▶ _Records provided_
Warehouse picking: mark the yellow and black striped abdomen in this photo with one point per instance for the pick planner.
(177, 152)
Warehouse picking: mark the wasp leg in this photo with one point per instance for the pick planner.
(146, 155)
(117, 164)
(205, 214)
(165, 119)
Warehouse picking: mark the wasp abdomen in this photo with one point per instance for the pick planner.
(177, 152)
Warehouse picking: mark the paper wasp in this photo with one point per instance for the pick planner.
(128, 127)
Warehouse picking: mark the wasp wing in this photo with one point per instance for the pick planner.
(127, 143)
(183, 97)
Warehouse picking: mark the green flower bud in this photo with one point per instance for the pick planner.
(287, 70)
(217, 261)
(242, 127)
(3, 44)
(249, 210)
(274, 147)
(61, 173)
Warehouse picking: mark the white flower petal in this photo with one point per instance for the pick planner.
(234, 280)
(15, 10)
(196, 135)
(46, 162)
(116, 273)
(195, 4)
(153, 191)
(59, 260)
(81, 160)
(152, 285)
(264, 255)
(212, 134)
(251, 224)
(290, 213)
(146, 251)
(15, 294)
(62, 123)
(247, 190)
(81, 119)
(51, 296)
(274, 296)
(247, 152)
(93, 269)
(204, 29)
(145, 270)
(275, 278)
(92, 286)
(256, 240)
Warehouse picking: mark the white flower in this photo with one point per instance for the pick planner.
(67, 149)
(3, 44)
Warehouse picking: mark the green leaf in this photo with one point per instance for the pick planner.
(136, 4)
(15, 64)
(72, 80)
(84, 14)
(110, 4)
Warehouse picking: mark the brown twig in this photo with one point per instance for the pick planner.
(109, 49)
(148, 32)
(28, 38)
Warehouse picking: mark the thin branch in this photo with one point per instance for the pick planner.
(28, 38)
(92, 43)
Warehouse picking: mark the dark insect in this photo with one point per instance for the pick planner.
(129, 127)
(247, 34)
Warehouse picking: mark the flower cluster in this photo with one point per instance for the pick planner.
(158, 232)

▶ _Written instruction_
Every entry must be quoted exactly as it appears above.

▶ _Solved problem_
Warehouse picking: mark the yellow and black striped abdomen in this photo with one point per instance for the pick planner.
(177, 152)
Warehouse picking: mark the wasp leg in this photo with one point per instance for the pick planner.
(146, 155)
(117, 164)
(205, 214)
(165, 119)
Warehouse picking: mark the wasp abdomen in this photo with one point per instance for the pick planner.
(177, 152)
Warehouse picking: mark the paper wasp in this photo with one point per instance for the pick planner.
(128, 127)
Warehouse picking: mark the wasp wing in this photo with one point per instance for the pick planner.
(127, 143)
(183, 97)
Warehouse picking: mark the green flower bud in this photo with one point per instance for the pick planner.
(287, 70)
(217, 261)
(242, 127)
(3, 44)
(249, 210)
(274, 147)
(61, 173)
Warehouse picking: mark the white flower petal in this photo with one point per instance for the pick planner.
(234, 280)
(15, 10)
(196, 135)
(46, 162)
(116, 273)
(195, 4)
(153, 191)
(59, 260)
(81, 160)
(152, 285)
(264, 255)
(212, 134)
(251, 224)
(290, 213)
(146, 251)
(15, 294)
(62, 123)
(247, 190)
(81, 119)
(51, 296)
(274, 296)
(247, 152)
(93, 269)
(204, 29)
(145, 270)
(275, 278)
(92, 286)
(256, 240)
Warehouse picking: mark the white flower in this photo with one point per instance for the pick planner.
(67, 149)
(3, 44)
Warehouse picking: mark the green leaf in this photo with one point per instance for the pick planner.
(136, 4)
(15, 64)
(72, 80)
(84, 14)
(110, 4)
Warehouse picking: mark the brown twig in this photo with one point per instance for the pick planner.
(109, 49)
(148, 32)
(28, 38)
Warehouse picking: mark the thin branch in this photo with one point per instance for the pick planner.
(28, 38)
(92, 43)
Warehouse picking: mark the dark insect in this photo with one point per instance for the pick planner.
(129, 127)
(247, 34)
Warehouse picking: mark the flower cluster in this photo with one point per instance for the pick planner.
(158, 232)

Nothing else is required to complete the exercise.